### [Extracted text]
"""

We all get angry sometimes. When situations get on our nerves, we express various forms of anger. That makes us human after all. However, while we all have the freedom to be angry, no one can promise us freedom after our anger. When people provoke us to the extreme, the best we can ever do is to walk away. Any other reaction may come with responsibilities too heavy for us to bear.

Many a time, the angry one is the right one. Unfortunately, if they don’t manage their anger properly, they become the wrong one. Little wonder the Bible warns that one should do all they can not to let the sun go down on their anger. When anger persists, its effects are terrible. Like a mighty wind, it destroys everything in its way.

There is nothing new under the sun. Every happening today is a repeat of yesterday’s. And… that is why we should be careful not to relive other people’s regrets. What happened decades ago can always be repeated. It goes without saying, thus, that every man should learn from the past to enable them to live carefully their future.

When we all watched with disgust what happened at the recently held Vodafone Ghana Music Awards (VGMA), one unforgettable event kept pacing back and forth on my mind― the Gemann incident that marred his flourishing career, sending him to jail for as long as 14 (fourteen) years. As our two talents and their gangs waged war on that eventful night of VGMA, I wondered, “Have these perhaps heard or read about Gemann and how he ended despite his fame?”


Gemann was a Ghanaian pop star. Famed to be the African Michael Jackson, his fame traversed the spheres of the continent as he travelled across the length and breadth of the world to sing and dance. He was a classic definition of success.

On 9th January 1995, he had an altercation with a taxi driver after which the cab driver reportedly collected some footprint sand of the singer― probably for black magic. The popular singer burst into his room, returned with his gun and pulled the trigger. There laid a dead man!

"""

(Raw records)
"""

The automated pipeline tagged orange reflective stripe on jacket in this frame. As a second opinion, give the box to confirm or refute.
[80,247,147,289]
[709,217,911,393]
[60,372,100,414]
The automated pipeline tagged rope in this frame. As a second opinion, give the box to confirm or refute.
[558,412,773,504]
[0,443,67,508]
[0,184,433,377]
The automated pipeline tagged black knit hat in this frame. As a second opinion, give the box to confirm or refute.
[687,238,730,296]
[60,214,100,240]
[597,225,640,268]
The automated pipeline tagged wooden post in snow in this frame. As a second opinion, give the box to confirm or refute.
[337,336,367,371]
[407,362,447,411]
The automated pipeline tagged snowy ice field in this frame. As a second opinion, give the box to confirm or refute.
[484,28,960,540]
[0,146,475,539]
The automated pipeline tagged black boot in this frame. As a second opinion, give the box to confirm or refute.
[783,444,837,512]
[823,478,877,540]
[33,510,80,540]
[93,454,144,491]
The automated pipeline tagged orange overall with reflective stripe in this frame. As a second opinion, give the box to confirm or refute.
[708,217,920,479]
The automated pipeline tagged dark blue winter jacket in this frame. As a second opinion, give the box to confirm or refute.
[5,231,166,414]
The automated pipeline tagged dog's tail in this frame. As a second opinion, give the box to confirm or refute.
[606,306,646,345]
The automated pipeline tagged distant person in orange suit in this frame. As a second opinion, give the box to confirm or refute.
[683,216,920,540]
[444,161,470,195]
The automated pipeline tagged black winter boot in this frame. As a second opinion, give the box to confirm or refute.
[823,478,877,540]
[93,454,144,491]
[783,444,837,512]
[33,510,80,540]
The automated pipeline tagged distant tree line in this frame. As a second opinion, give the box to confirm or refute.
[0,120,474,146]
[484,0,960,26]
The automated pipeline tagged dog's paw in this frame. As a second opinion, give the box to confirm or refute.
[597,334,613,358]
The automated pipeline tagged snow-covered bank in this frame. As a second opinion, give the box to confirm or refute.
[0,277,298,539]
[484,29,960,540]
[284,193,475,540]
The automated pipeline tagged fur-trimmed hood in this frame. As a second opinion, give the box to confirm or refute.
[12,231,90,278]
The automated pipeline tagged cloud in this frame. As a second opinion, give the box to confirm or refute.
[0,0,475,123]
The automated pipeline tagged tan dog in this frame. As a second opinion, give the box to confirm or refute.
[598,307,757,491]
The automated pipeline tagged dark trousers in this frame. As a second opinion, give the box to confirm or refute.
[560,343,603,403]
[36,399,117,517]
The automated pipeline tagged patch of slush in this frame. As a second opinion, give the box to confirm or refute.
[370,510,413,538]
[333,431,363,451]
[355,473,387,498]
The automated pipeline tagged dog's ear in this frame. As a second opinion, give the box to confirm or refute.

"""

### [Exercise requirements]
(1) In the passage on anger, what was Gemann famed to be?
(2) In the passage on anger, list in order the actions the singer took after the cab driver reportedly collected his footprint sand.
The records are not needed for this work.

### [Results in order]
(1) The African Michael Jackson.

(2)
1. He burst into his room.
2. He returned with his gun.
3. He pulled the trigger.